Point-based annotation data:
╭──
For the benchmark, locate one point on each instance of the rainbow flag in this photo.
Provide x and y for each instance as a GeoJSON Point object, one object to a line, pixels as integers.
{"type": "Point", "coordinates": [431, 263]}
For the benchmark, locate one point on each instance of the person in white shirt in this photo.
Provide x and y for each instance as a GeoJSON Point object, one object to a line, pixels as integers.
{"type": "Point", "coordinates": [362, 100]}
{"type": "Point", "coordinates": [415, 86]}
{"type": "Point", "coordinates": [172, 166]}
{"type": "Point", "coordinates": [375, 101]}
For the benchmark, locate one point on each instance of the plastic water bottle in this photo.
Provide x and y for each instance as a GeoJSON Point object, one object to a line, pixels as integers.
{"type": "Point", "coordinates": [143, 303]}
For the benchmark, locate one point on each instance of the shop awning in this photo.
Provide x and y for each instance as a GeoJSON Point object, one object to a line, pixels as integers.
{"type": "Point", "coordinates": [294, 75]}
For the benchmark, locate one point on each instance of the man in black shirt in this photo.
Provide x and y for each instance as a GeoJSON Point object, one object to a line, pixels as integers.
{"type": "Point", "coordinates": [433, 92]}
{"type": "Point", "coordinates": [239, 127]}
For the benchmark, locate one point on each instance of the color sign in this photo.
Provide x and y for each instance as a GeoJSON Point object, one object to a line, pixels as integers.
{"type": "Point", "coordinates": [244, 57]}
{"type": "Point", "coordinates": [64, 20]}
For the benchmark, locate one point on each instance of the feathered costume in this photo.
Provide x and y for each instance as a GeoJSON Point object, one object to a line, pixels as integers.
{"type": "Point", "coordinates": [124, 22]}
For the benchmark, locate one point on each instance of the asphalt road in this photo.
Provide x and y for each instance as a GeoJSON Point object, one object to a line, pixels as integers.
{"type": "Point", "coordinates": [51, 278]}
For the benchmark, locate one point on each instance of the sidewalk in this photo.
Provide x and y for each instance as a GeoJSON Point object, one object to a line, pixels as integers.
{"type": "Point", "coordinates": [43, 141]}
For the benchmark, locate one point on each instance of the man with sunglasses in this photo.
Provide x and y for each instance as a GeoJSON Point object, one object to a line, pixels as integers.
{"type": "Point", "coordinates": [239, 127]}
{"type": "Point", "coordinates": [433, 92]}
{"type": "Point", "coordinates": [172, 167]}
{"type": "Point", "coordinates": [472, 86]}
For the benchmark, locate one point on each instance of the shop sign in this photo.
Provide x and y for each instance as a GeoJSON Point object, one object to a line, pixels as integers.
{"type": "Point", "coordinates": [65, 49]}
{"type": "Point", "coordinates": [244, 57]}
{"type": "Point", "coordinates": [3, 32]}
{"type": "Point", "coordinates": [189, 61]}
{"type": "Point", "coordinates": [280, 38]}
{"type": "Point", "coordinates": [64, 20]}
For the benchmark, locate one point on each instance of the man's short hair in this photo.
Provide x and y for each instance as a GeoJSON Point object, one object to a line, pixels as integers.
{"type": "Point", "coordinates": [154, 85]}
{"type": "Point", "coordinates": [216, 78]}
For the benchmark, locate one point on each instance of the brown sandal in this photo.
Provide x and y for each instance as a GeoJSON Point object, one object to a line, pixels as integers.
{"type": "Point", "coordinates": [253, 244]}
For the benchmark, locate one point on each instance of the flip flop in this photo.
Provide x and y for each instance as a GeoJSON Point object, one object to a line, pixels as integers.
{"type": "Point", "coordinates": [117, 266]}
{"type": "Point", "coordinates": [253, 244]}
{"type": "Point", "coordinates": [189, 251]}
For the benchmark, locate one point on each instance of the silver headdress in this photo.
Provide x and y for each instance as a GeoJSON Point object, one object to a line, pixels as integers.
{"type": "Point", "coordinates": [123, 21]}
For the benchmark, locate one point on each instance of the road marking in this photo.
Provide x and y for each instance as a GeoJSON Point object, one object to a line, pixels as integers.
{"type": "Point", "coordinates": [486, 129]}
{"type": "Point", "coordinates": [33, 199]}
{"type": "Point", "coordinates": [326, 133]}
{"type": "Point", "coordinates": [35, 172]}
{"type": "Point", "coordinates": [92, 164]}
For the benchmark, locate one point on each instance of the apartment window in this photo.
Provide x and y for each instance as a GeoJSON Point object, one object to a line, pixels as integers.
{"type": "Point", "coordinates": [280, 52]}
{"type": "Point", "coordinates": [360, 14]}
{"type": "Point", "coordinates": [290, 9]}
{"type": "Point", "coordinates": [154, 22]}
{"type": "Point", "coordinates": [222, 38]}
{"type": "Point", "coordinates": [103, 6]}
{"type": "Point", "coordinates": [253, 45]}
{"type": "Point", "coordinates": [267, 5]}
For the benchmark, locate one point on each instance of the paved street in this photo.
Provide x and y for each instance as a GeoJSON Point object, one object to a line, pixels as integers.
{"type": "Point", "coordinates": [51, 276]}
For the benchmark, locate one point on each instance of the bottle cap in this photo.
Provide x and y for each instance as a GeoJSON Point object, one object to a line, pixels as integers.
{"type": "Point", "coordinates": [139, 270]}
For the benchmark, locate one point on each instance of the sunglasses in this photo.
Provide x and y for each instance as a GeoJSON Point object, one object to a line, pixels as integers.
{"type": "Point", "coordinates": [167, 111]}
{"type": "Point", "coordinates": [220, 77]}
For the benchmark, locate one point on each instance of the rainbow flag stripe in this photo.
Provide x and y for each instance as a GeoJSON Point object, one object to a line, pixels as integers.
╰──
**Stated exercise:**
Output every line above without altering anything.

**Full answer:**
For the benchmark, locate one point on each instance of the rainbow flag in this photo.
Provide x and y for each instance as a GeoJSON Point object, one object to a line, pixels as integers.
{"type": "Point", "coordinates": [431, 263]}
For the benchmark, locate one point on each instance of the person in white shirt in this photo.
Provide x and y for each instance as a GeoJSON Point object, one object to a line, pixels as integers.
{"type": "Point", "coordinates": [362, 100]}
{"type": "Point", "coordinates": [415, 86]}
{"type": "Point", "coordinates": [172, 166]}
{"type": "Point", "coordinates": [375, 101]}
For the benchmark, locate one point on each instance of the plastic water bottle in this photo.
Provide x and y for each instance as a GeoJSON Point object, one object to a line, pixels as integers.
{"type": "Point", "coordinates": [143, 303]}
For the benchmark, locate one point on each instance of the shop awning in this photo.
Provide x and y for each instance as a GeoJSON Point object, one object to a line, pixels as integers.
{"type": "Point", "coordinates": [294, 75]}
For the benchmark, locate one point on each instance of the man in black shirt in this photo.
Provide x and y for each instance as a GeoJSON Point object, one object to a line, pixels as integers.
{"type": "Point", "coordinates": [433, 92]}
{"type": "Point", "coordinates": [239, 127]}
For the benchmark, locate one point on each instance of the color sign in this photo.
Provide x and y for each instance as a GeoJSON Point object, one object to a line, pixels as integers.
{"type": "Point", "coordinates": [244, 57]}
{"type": "Point", "coordinates": [64, 20]}
For the benchmark, locate one point on each instance of the feathered costume in this photo.
Provide x and y for each instance as a GeoJSON Point object, one object to a line, pixels as integers.
{"type": "Point", "coordinates": [124, 22]}
For the benchmark, locate one point on each instance of the asphalt road in this photo.
Provide x and y for each instance as a GeoJSON Point object, one object to a line, pixels as integers.
{"type": "Point", "coordinates": [51, 278]}
For the benchmark, locate one point on each instance of the sidewalk in this photo.
Provide x and y for each instance as a GeoJSON Point object, one object to a line, pixels as integers.
{"type": "Point", "coordinates": [43, 141]}
For the benchmark, locate one point on each instance of the man with sunglasses in this photo.
Provide x and y for each instance as a GeoJSON Point object, one object to a line, pixels as integers.
{"type": "Point", "coordinates": [239, 127]}
{"type": "Point", "coordinates": [433, 92]}
{"type": "Point", "coordinates": [172, 167]}
{"type": "Point", "coordinates": [472, 86]}
For the benchmark, locate one point on each instance of the shop sign in this photo.
Provide x and y for each instance as a GeoJSON Point object, one object to a line, pixels as integers.
{"type": "Point", "coordinates": [65, 49]}
{"type": "Point", "coordinates": [244, 57]}
{"type": "Point", "coordinates": [3, 32]}
{"type": "Point", "coordinates": [189, 61]}
{"type": "Point", "coordinates": [280, 38]}
{"type": "Point", "coordinates": [64, 20]}
For the benchmark, locate one point on each instance of the man's short hair in this photo.
Provide x and y for each instance as a GeoJSON Point object, one object to a line, pixels as integers.
{"type": "Point", "coordinates": [154, 85]}
{"type": "Point", "coordinates": [216, 78]}
For the benchmark, locate one point on each instance of the brown sandal in this photo.
Provide x and y for each instance as a GeoJSON Point object, one object to a line, pixels as integers.
{"type": "Point", "coordinates": [253, 244]}
For the benchmark, locate one point on each instance of the flip flop in this photo.
Provide x and y for each instance as a GeoJSON Point object, one object to a line, pixels as integers.
{"type": "Point", "coordinates": [117, 266]}
{"type": "Point", "coordinates": [253, 244]}
{"type": "Point", "coordinates": [189, 251]}
For the benchmark, locate one point on each instance of the silver headdress in this photo.
Provide x and y for each instance as a GeoJSON Point object, one object to a line, pixels as integers.
{"type": "Point", "coordinates": [123, 21]}
For the benchmark, locate one point on each instance of the road marking in this photo.
Provide x and y for each instance as a GeoJSON Point object, one object to a line, pixels as integers.
{"type": "Point", "coordinates": [486, 129]}
{"type": "Point", "coordinates": [33, 199]}
{"type": "Point", "coordinates": [326, 133]}
{"type": "Point", "coordinates": [35, 172]}
{"type": "Point", "coordinates": [92, 164]}
For the benchmark, locate one point on each instance of the apartment window in this photo.
Provide x and y for each instance as a GeoJSON Point object, one object to a line, pixels as integers.
{"type": "Point", "coordinates": [280, 52]}
{"type": "Point", "coordinates": [360, 14]}
{"type": "Point", "coordinates": [290, 9]}
{"type": "Point", "coordinates": [154, 22]}
{"type": "Point", "coordinates": [222, 38]}
{"type": "Point", "coordinates": [103, 6]}
{"type": "Point", "coordinates": [253, 45]}
{"type": "Point", "coordinates": [267, 5]}
For the benchmark, locate one point on each instance of the paved street in this photo.
Provide x and y for each instance as a GeoJSON Point object, one object to a line, pixels as integers.
{"type": "Point", "coordinates": [51, 276]}
For the benchmark, locate one point on each instance of the bottle cap in this photo.
Provide x and y for each instance as a GeoJSON Point object, one object to a line, pixels as integers.
{"type": "Point", "coordinates": [139, 270]}
For the benchmark, locate one point on each instance of the sunglasses in this photo.
Provide x and y for each instance as a GeoJSON Point object, one object to a line, pixels as integers.
{"type": "Point", "coordinates": [167, 111]}
{"type": "Point", "coordinates": [220, 77]}
For the benchmark, locate one point on each instance of the rainbow flag stripe in this photo.
Provide x and y for each instance as a GeoJSON Point object, one object to a line, pixels as integers.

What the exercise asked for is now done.